YOUR INSTRUCTIONS: Copy the data below verbatim, starting at the line that contains "molding in this photo." and continuing through the end of the data, both ends included. Leave the pictures out.
====
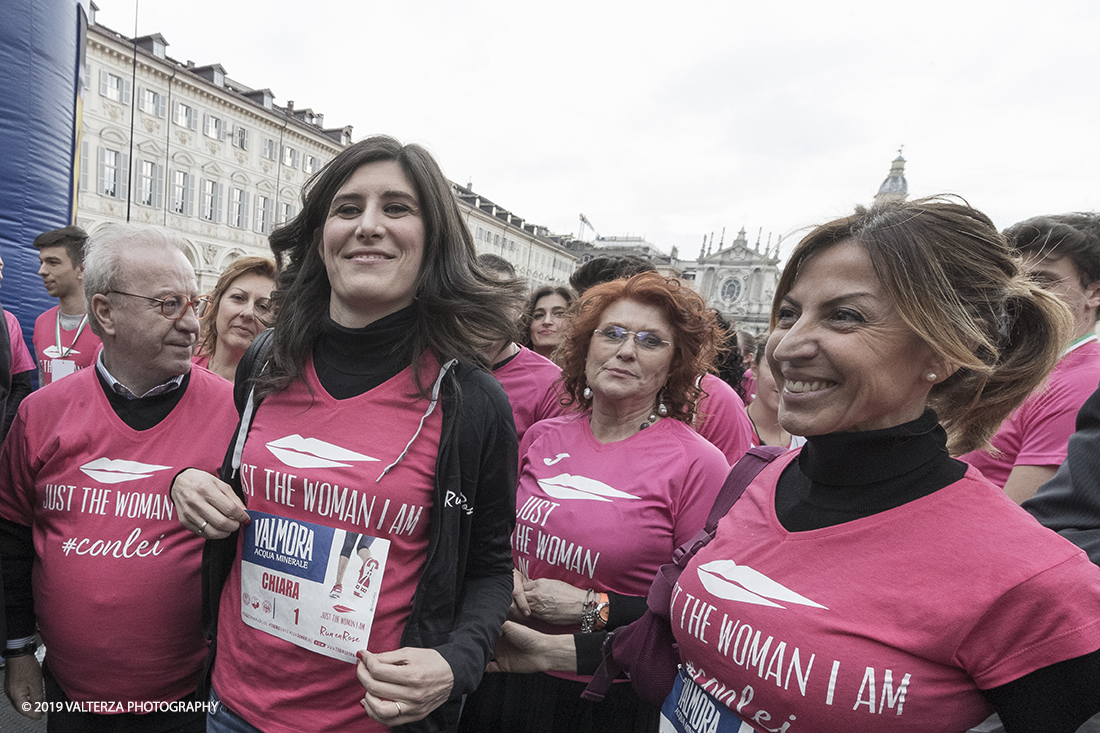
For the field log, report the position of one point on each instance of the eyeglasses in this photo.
(647, 340)
(174, 306)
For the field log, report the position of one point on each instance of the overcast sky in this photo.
(672, 120)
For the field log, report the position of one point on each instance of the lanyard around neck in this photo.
(57, 334)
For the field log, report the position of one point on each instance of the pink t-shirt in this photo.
(312, 458)
(721, 418)
(1037, 433)
(116, 576)
(77, 349)
(892, 622)
(530, 381)
(608, 515)
(21, 359)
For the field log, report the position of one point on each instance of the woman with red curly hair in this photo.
(607, 493)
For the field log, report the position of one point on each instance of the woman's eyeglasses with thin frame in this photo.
(647, 340)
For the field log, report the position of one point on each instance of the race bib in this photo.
(689, 709)
(312, 586)
(59, 368)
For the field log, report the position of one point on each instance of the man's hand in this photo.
(404, 686)
(22, 684)
(519, 609)
(206, 505)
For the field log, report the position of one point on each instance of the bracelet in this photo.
(589, 611)
(20, 652)
(603, 613)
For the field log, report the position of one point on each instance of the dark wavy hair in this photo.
(730, 363)
(238, 267)
(1074, 236)
(460, 307)
(696, 338)
(957, 284)
(525, 321)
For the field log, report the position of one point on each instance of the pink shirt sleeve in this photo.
(21, 359)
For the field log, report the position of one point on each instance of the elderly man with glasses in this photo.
(90, 548)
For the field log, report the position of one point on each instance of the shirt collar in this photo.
(120, 389)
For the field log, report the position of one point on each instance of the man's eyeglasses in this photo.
(173, 307)
(647, 340)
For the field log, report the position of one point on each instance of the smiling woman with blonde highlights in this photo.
(240, 309)
(901, 335)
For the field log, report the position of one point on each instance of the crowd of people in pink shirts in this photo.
(376, 482)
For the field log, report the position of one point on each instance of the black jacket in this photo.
(465, 588)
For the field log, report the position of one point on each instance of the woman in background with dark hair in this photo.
(240, 309)
(543, 320)
(373, 416)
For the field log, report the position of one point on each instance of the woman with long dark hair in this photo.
(373, 424)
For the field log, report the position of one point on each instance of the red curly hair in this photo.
(696, 338)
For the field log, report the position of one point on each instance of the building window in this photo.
(114, 87)
(289, 156)
(186, 117)
(262, 219)
(286, 212)
(210, 206)
(112, 173)
(213, 127)
(150, 185)
(238, 208)
(183, 193)
(151, 102)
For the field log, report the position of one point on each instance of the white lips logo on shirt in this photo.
(109, 470)
(551, 461)
(54, 352)
(309, 452)
(739, 582)
(564, 485)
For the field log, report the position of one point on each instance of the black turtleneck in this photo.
(843, 477)
(351, 361)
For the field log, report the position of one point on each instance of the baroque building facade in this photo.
(738, 281)
(190, 149)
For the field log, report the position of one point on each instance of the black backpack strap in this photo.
(250, 367)
(219, 555)
(739, 478)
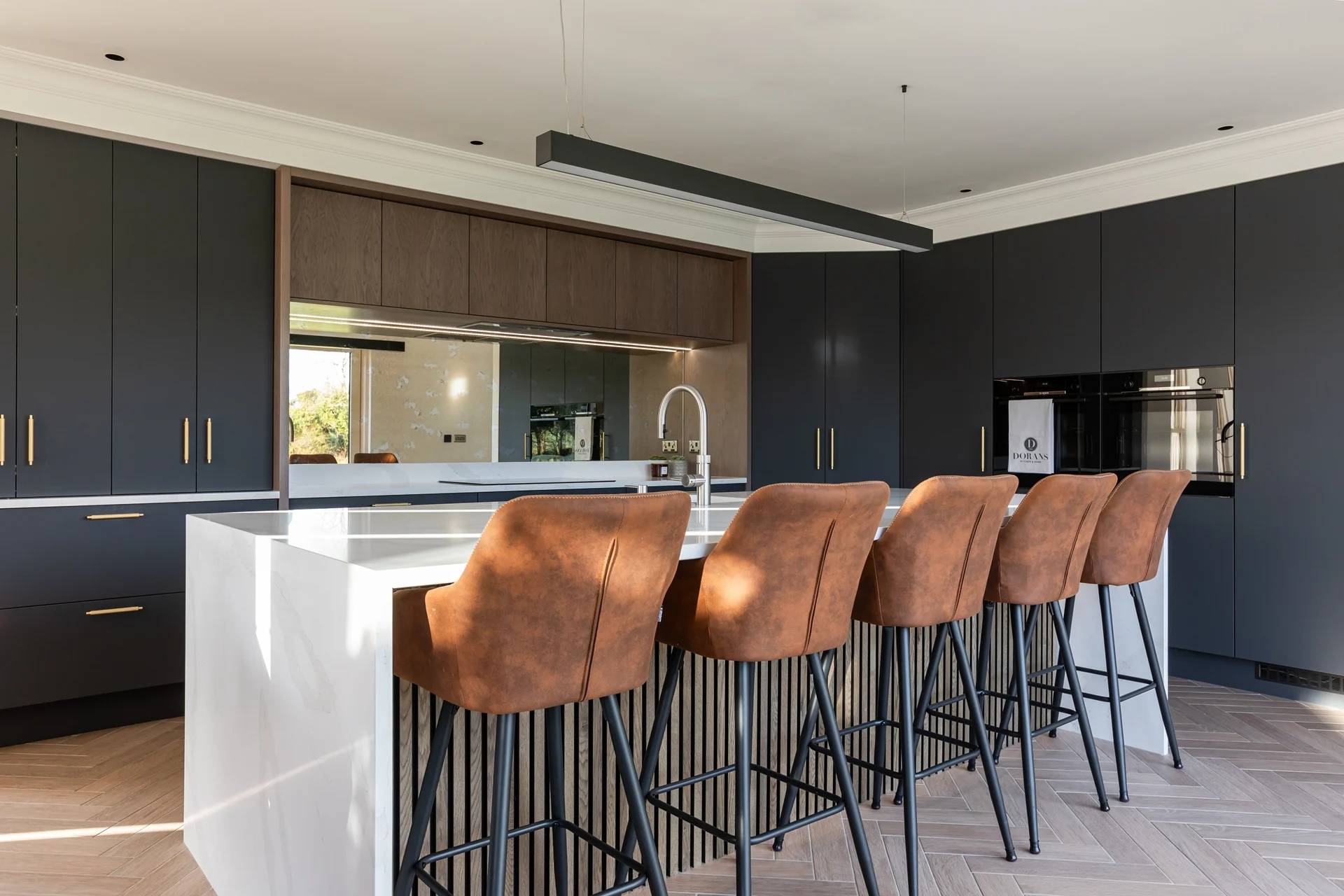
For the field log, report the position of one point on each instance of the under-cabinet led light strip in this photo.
(464, 331)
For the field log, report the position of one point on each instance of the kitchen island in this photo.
(302, 750)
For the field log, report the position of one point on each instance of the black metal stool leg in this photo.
(555, 788)
(425, 799)
(977, 724)
(1155, 669)
(500, 786)
(742, 774)
(800, 755)
(1077, 691)
(907, 766)
(841, 767)
(987, 630)
(1059, 676)
(1117, 720)
(1028, 760)
(635, 794)
(883, 713)
(662, 716)
(926, 692)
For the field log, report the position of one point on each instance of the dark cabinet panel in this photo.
(788, 367)
(424, 258)
(580, 280)
(235, 308)
(946, 360)
(645, 289)
(507, 270)
(1047, 298)
(8, 320)
(73, 650)
(547, 375)
(1289, 331)
(153, 320)
(863, 367)
(65, 312)
(1200, 605)
(515, 400)
(336, 248)
(1167, 282)
(705, 298)
(584, 377)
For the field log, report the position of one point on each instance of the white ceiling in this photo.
(802, 96)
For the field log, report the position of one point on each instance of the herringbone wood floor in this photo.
(1259, 809)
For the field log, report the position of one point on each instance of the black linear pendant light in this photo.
(616, 166)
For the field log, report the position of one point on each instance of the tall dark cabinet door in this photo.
(863, 367)
(946, 360)
(1289, 331)
(1047, 298)
(153, 320)
(8, 321)
(1167, 289)
(235, 311)
(65, 314)
(788, 367)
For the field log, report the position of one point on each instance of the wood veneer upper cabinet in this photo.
(645, 289)
(507, 270)
(705, 298)
(336, 248)
(425, 258)
(580, 280)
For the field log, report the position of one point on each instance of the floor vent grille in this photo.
(1300, 678)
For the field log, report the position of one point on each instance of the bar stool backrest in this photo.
(1043, 546)
(781, 580)
(932, 564)
(558, 603)
(1128, 545)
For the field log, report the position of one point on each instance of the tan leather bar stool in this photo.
(780, 583)
(1038, 564)
(558, 605)
(929, 568)
(1126, 550)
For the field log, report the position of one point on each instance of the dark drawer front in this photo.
(61, 652)
(58, 555)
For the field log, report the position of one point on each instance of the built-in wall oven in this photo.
(1171, 419)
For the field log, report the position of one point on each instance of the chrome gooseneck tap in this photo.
(702, 473)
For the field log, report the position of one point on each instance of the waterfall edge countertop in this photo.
(290, 764)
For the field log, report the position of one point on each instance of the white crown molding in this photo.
(1266, 152)
(46, 90)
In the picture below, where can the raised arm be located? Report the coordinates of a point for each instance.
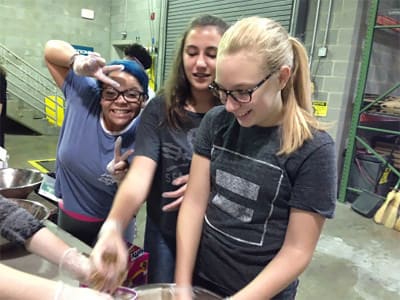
(59, 56)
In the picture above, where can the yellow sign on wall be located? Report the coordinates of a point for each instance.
(320, 108)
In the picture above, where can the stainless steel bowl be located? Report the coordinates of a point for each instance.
(165, 291)
(38, 210)
(19, 183)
====
REPLY:
For the field log, report the position of one point on each instance of the white crown molding in this photo.
(1266, 152)
(46, 90)
In the picture below, where can the raised arm be located? Report the coordinates of a point for each instance.
(59, 56)
In the picture above, where can the yellow sign on wall be located? Report the coordinates of a point for each instance.
(320, 108)
In the picture above, where can the stainless steel bowl be located? Report the coordinates of a point for each instance.
(165, 291)
(38, 210)
(19, 183)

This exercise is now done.